WRITTEN EXERCISE: Report each line of the data below that contains the word "shirt", copying every such line in full.

===== ENTRIES =====

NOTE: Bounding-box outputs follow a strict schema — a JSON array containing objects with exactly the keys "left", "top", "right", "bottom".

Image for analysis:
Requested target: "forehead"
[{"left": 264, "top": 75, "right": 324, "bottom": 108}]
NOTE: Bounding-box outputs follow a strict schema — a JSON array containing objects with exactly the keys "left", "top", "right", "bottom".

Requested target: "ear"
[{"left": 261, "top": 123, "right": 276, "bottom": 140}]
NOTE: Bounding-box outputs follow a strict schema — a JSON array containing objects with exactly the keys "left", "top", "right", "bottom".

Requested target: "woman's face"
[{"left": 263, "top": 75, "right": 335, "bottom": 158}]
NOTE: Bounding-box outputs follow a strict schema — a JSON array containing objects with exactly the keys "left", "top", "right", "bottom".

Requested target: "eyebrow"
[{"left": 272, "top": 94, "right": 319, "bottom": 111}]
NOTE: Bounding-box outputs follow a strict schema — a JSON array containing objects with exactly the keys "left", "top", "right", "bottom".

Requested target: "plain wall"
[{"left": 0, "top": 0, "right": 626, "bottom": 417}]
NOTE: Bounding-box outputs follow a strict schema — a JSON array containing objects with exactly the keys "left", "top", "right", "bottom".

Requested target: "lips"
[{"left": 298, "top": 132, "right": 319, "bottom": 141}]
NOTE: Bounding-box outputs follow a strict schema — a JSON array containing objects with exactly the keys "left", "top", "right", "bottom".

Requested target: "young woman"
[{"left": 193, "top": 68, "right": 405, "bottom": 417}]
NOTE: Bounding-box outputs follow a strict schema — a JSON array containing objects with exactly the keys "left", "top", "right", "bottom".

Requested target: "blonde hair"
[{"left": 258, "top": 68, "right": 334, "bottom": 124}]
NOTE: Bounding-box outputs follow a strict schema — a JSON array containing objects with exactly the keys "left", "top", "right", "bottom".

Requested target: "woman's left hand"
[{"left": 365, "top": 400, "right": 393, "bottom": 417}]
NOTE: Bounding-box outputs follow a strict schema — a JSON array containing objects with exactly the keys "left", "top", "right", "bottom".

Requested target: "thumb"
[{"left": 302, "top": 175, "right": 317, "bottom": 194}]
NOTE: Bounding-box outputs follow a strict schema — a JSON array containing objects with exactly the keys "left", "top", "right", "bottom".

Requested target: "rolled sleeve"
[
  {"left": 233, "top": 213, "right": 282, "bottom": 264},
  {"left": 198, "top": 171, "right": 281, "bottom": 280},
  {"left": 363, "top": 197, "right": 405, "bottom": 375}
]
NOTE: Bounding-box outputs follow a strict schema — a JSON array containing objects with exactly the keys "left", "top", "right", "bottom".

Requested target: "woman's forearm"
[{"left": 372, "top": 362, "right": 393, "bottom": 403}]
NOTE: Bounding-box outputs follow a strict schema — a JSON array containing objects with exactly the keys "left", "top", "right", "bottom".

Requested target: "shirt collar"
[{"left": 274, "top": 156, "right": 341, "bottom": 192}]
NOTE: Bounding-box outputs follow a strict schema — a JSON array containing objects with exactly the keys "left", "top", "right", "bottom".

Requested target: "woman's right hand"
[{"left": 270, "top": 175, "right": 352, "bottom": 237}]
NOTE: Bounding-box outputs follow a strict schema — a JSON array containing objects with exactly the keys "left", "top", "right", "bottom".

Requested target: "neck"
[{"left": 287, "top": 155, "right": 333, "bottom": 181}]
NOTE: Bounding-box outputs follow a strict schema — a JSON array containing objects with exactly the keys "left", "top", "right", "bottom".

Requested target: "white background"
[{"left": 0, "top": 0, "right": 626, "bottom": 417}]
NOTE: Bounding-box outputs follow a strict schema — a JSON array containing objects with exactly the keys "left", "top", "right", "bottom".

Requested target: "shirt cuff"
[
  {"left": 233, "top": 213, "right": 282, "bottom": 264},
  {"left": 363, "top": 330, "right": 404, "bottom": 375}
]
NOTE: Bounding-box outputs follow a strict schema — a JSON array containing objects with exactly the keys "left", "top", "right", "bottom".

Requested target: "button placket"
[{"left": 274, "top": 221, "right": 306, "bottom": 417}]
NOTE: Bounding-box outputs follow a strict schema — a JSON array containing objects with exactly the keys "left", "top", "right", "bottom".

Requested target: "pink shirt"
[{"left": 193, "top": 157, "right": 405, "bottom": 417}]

=====

ANSWER IN FULL:
Requested target: "shirt collar"
Requested target: "shirt cuff"
Requested target: "pink shirt"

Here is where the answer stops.